Annotated coordinate records

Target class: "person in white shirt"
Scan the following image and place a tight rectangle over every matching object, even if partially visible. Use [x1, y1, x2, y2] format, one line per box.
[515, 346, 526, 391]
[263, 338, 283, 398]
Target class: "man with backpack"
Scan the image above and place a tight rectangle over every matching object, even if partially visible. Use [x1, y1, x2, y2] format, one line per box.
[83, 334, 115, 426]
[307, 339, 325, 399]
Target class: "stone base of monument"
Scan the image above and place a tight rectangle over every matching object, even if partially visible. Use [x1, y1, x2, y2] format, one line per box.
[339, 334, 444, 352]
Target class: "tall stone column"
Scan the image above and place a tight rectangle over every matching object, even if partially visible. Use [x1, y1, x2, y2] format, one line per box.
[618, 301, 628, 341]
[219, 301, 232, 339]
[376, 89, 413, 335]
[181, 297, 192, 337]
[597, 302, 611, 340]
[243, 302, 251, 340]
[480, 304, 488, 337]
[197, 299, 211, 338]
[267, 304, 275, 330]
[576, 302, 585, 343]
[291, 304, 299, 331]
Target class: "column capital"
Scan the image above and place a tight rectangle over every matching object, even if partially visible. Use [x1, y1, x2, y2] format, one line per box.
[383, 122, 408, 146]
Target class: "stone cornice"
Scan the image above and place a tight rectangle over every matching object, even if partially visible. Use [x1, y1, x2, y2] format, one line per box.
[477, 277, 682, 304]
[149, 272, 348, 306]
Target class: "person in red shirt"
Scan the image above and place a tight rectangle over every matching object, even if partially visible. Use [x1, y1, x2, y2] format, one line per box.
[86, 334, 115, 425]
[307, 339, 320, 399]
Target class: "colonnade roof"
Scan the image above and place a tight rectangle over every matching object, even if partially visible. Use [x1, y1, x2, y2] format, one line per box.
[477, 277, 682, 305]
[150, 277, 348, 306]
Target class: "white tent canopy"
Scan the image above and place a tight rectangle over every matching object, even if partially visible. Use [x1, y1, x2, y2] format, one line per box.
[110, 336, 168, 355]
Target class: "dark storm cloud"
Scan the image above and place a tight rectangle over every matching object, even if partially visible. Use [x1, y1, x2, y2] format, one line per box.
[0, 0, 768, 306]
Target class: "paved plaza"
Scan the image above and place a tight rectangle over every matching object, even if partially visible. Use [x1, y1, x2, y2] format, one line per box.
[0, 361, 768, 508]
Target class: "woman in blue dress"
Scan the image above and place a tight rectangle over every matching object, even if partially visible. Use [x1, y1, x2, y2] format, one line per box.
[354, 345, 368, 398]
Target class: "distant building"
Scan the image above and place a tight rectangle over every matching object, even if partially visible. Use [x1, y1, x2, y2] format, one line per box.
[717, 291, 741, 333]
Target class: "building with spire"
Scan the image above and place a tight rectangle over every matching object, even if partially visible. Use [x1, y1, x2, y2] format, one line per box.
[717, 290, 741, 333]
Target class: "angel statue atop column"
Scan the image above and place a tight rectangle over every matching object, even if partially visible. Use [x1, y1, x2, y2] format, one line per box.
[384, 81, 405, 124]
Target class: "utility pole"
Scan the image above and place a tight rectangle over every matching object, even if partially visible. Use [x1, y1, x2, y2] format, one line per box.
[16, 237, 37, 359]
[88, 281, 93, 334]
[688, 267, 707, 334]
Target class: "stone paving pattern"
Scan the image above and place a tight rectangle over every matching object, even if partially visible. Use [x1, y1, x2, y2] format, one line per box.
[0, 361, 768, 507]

Task: Update the stretch from the start of the records through the line containing "[263, 338, 283, 398]" by replacing "white shirt" with "gray shirt", keeping everything else unchanged.

The completed task:
Target class: "person in gray shirt"
Scan the following image and place a tight rectangle over every matching object, even if partially visible. Use [x1, y1, x2, y2] format, one line per box.
[515, 346, 526, 391]
[263, 338, 283, 398]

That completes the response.